* BRIEF *
Using the assignment text on long-term correction of wind data, list the primary factors it names as deciding how much power a planned wind farm will produce.

* DOCUMENT SECTION *
━━━━

## 3. Regression: Optimization of Long-Term Correction of Wind Data Using Regression Models

**Assignment Description**

In this assignment, you will work with realistic data from the wind industry. Vestas, a leading global company in wind energy, is interested in optimizing their methods for generating long-term corrected (LTC) wind data, which are used for planning the locations of new wind farms.

**Context**

Before building a new wind farm, Vestas needs to get an estimate of how much power it can produce. This can be done by running a simulation of the planned wind farm. The primary factors that decide how much power will be produced are: 

-  the turbine type (bigger turbines generally produce more energy), 

- the locations of the turbines (more energy is produced if the turbines are placed so that they do not block each other significantly) and 

- the wind speed and wind direction at the location where the wind farm is planned to be build. 

The turbine type and location is something that Vestas engineers get to decide, but wind is not so easily managed... Therefore, it is important to have a large amount of data to get a precise description of the distribution of wind speeds and wind directions at the potential site. Ideally a wind measuring mast would be build at the place of interest and collect data on wind speeds and wind directions for 20 years or so prior to the wind farm being build. However, the investers would probably become impatient if they had to wait for 20 years before construction could begin. 

So instead, a mast is build that collects data for a few years (typically 1-4 years). To account for more "global" variations in wind from year to year (some years are simply more windy than other years), the data from the mast is then compared to the data based on wind models which covers a much longer time scale. This model data (referred to as "meso" data) can be obtained for any location on Earth, and accounts for large scale wind variations (e.g. due to seasons, geography, Coriolis effect etc.). But it cannot be expected to give a precise description of the wind at a specific location, which is also affected by vegetation, buildings, the local landscape and so on. So in summary, the mast data captures the specific wind conditions for the given site, and the meso data accounts for variations in wind speeds on a longer time scale. Together, the two datasets usually give a good description of the wind at a specific site over a long time period, and therefore can be used to predict the expected power production over a long time span (e.g. 20 years, comparable to the life time of a wind farm).

Below is an illustration comparing a meso and a mast time series. Note that this plot is only for illustration purposes. In reality, meso data typically has a frequency of 1 hour, and mast data has a frequency of 10 minutes. Besides, the figure only illustrates the variations in windspeeds. For the actual simulations, wind directions are also extremely important (e.g. to determine the locations of the turbines such that they don't block each other for the prevalent wind directions).

━━━━

* PROVIDED MATERIAL *
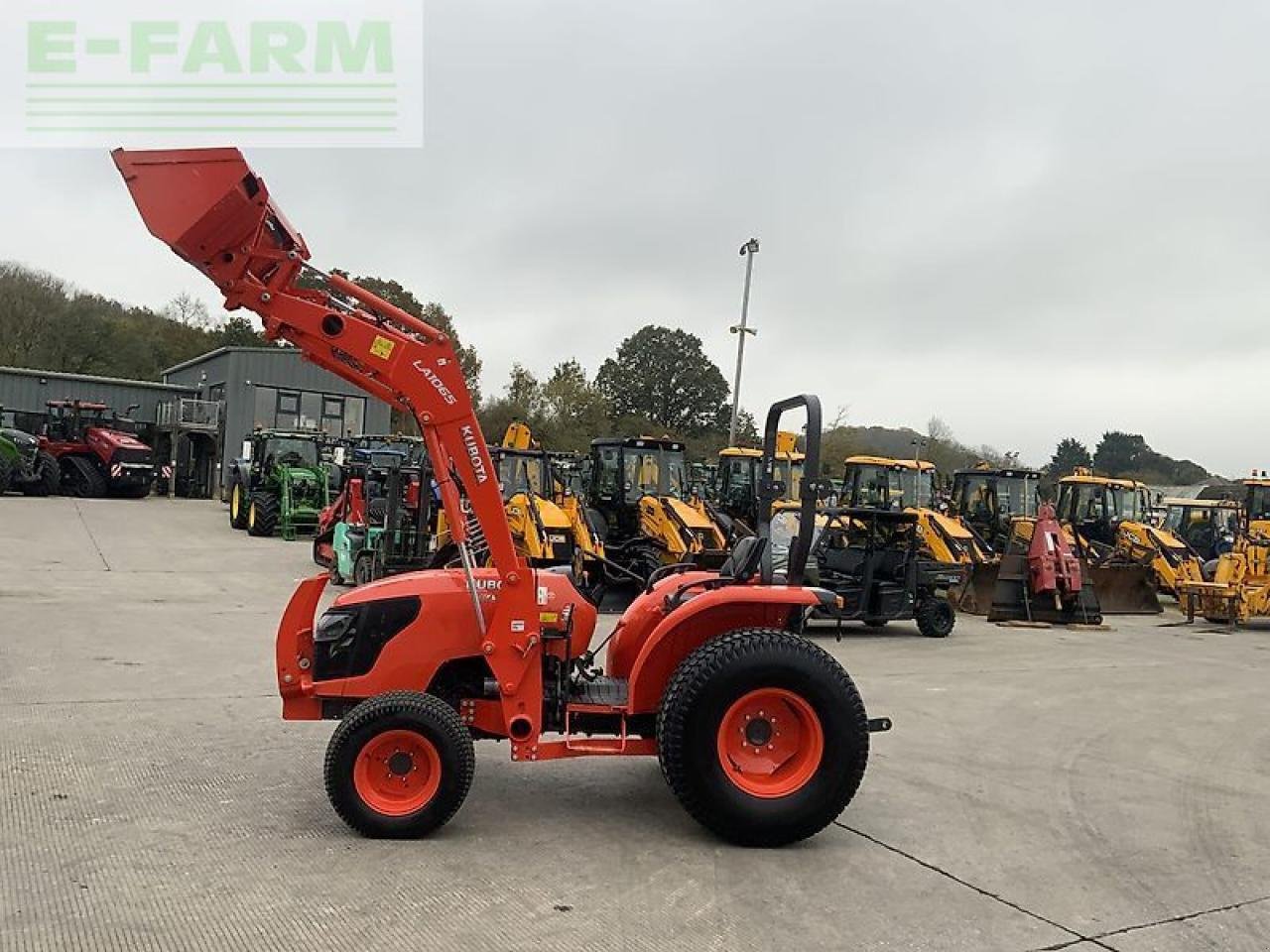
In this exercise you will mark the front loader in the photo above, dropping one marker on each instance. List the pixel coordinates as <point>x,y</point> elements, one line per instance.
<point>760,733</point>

━━━━

* OUTPUT OF THE TASK *
- The turbine type
- The locations of the turbines
- The wind speed and wind direction at the planned site